[Instructions for the task]
Begin with the line in which "Return one point per instance of the muddy" appears and end with the final line of the entries. Retype each one exactly and add nothing.

(Beginning of Provided material)

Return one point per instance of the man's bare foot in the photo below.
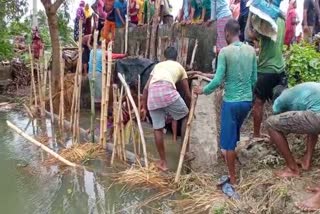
(162, 165)
(287, 173)
(310, 205)
(304, 163)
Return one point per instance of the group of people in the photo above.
(248, 84)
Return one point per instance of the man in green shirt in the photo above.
(237, 66)
(271, 71)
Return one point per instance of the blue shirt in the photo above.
(122, 6)
(244, 10)
(302, 97)
(98, 61)
(219, 9)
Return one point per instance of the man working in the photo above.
(270, 71)
(161, 97)
(298, 111)
(237, 65)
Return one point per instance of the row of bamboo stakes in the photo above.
(121, 95)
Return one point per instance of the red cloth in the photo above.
(290, 25)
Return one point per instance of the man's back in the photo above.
(170, 71)
(302, 97)
(240, 71)
(271, 59)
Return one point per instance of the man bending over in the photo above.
(161, 97)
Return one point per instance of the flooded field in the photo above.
(28, 186)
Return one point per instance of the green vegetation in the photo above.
(12, 25)
(303, 64)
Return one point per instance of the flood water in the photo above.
(27, 186)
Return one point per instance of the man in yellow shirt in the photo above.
(161, 97)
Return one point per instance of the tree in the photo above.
(51, 9)
(9, 11)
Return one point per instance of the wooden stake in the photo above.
(115, 88)
(155, 25)
(187, 135)
(131, 125)
(127, 28)
(33, 82)
(92, 85)
(125, 85)
(50, 96)
(37, 143)
(103, 97)
(139, 106)
(193, 54)
(61, 110)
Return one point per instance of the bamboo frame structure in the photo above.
(193, 54)
(127, 28)
(61, 110)
(33, 88)
(77, 92)
(115, 116)
(187, 134)
(102, 138)
(125, 85)
(92, 85)
(131, 126)
(37, 143)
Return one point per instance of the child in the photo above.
(120, 7)
(237, 66)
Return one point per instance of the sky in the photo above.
(176, 4)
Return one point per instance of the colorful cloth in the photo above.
(219, 9)
(120, 5)
(134, 9)
(302, 97)
(271, 58)
(146, 8)
(161, 94)
(221, 38)
(237, 66)
(169, 71)
(291, 25)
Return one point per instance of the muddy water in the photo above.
(26, 186)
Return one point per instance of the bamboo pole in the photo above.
(127, 28)
(37, 143)
(139, 106)
(125, 85)
(50, 96)
(114, 122)
(131, 125)
(146, 55)
(123, 148)
(193, 54)
(39, 73)
(78, 77)
(92, 85)
(187, 135)
(107, 95)
(155, 25)
(33, 79)
(61, 111)
(103, 97)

(End of Provided material)

[Answer to this task]
Return one point per instance of the muddy water in the photo above.
(26, 186)
Return one point per instance of the bamboo pole in the photo above.
(127, 28)
(37, 143)
(139, 106)
(125, 85)
(50, 96)
(114, 122)
(131, 125)
(146, 55)
(123, 148)
(193, 54)
(39, 73)
(78, 77)
(92, 85)
(187, 135)
(107, 95)
(155, 25)
(33, 79)
(61, 111)
(103, 97)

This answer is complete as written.